FILE: 49ers Aldon Smith Arrested Getty Images

As the 49ers embark on their first game without linebacker Aldon Smith, who has taken an indefinite leave of absence due to substance abuse rehab, one question that keeps coming up is whether the team could have and should have benched Smith on Sunday against the Colts.

The team believes that it had no ability to take punitive action against Smith, under the labor deal. Per a source with knowledge of the situation, however, the NFLPA would not have objected to a benching of Smith, as long as he received his paycheck for the week.

Technically, teams can’t suspend players with pay. Prior to 2006, that was a permissible tactic. After the Terrell Owens case (which came after the Keyshawn Johnson case), the union inserted language into the CBA preventing teams from sending players home with pay.

But teams still have discretion when it comes to decisions made in the best interests of the team and the player. In this specific case, if the 49ers had decided that Smith shouldn’t play two days after an arrest for suspicion of DUI, the NFLPA would have respected that.

Every week, seven players on the 53-man roster are paid to not play. They’re on the team, they’re paid, but they don’t suit up for the game. In Smith’s case, having him not play due to the Friday arrest would have been viewed as being as legitimate as having him not play due to a Friday injury.

The 49ers didn’t consult with the union on that point, we’re told. Instead, it seemed that the 49ers relied, as a knee-jerk reaction, on the presumption that great players always play.

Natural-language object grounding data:
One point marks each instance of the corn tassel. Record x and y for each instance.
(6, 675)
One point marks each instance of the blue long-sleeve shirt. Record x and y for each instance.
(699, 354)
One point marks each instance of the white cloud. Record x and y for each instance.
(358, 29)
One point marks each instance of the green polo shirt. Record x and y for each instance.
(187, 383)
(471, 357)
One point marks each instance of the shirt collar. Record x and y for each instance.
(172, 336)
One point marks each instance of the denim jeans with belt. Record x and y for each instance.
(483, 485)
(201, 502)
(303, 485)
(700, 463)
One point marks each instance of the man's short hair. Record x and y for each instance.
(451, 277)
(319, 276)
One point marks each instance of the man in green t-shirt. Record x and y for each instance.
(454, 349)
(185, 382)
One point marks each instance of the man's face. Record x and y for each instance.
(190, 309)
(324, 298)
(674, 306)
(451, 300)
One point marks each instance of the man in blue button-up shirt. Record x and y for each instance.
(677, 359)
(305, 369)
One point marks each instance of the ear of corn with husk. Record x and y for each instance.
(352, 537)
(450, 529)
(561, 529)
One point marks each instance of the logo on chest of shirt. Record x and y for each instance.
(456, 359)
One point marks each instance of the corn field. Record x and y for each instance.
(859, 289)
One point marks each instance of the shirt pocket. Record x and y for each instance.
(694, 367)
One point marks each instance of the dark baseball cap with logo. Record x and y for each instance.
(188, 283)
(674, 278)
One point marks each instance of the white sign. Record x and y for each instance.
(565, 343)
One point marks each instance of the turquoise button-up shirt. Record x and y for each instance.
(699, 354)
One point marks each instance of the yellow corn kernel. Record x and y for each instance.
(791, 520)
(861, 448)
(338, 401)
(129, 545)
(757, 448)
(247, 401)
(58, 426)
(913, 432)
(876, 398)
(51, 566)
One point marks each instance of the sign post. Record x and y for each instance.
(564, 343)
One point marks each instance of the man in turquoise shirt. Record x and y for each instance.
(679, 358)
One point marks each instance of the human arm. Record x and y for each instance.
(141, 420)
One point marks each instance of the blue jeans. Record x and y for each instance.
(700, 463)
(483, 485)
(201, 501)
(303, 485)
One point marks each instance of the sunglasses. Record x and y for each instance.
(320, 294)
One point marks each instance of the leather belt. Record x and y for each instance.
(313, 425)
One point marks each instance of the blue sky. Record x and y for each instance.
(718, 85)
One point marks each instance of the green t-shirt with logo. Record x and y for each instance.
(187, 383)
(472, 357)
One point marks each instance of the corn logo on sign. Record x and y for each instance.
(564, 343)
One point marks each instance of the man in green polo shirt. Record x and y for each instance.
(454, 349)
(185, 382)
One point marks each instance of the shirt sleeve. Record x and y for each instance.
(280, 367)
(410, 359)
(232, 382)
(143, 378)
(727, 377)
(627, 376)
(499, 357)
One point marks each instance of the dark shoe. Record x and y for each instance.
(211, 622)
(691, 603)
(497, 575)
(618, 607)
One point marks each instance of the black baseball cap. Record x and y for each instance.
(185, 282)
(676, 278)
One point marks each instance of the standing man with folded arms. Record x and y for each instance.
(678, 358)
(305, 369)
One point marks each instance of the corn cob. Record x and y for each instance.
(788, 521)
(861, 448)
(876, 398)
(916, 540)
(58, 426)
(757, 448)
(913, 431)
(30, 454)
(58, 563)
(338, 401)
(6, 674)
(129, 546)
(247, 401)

## What you will do
a - Translate this sentence from the Aldon Smith article into Spanish: "Technically, teams can’t suspend players with pay."
b - Duplicate the passage of the Aldon Smith article starting at "FILE: 49ers Aldon" and ending at "against the Colts.".
c - Answer these questions from the Aldon Smith article.
(i) Before which year was suspending players with pay a permissible tactic?
(ii) How many players on the 53-man roster are paid to not play every week?
(iii) On suspicion of what was Smith arrested?
The data is not needed for any of the work.

## Solved problems
a - Técnicamente, los equipos no pueden suspender a jugadores con goce de sueldo.

b -
FILE: 49ers Aldon Smith Arrested Getty Images

As the 49ers embark on their first game without linebacker Aldon Smith, who has taken an indefinite leave of absence due to substance abuse rehab, one question that keeps coming up is whether the team could have and should have benched Smith on Sunday against the Colts.

c -
(i) 2006
(ii) Seven
(iii) DUI